WHAT TO PRODUCE — Can you gather and copy out every line in the records below that contains the string "window"? Only matches in the same letter case count.

RECORDS SUPPLIED —
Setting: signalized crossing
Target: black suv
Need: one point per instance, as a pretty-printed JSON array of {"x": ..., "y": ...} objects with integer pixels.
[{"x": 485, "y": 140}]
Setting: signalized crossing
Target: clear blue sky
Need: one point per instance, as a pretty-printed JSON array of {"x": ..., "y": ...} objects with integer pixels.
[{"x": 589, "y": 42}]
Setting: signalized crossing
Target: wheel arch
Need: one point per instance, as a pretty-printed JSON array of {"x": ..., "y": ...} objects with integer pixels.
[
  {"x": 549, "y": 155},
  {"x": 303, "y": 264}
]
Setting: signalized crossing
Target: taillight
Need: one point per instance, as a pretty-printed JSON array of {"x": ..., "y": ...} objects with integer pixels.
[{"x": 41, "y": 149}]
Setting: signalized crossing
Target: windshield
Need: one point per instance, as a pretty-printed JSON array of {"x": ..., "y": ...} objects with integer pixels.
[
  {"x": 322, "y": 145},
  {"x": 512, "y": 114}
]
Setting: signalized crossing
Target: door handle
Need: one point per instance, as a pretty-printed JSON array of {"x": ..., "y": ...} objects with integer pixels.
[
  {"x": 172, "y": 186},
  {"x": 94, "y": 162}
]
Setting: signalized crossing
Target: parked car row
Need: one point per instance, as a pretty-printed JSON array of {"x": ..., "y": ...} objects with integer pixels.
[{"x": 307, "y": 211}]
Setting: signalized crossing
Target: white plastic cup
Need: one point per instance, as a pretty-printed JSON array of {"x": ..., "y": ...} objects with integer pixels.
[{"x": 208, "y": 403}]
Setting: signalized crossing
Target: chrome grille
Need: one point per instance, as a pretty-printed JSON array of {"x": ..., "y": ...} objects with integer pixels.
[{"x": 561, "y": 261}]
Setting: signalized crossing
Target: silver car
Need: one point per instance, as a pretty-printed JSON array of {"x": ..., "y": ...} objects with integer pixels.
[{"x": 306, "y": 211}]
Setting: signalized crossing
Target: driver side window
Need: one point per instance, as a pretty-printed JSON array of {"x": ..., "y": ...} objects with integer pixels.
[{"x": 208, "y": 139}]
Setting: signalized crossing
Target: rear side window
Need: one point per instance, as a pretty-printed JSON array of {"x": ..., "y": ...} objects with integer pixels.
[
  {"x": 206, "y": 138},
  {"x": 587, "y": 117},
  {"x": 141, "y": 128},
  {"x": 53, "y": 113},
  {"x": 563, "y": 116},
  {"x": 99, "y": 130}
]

EXERCISE RESPONSE —
Target: driver side window
Target: rear side window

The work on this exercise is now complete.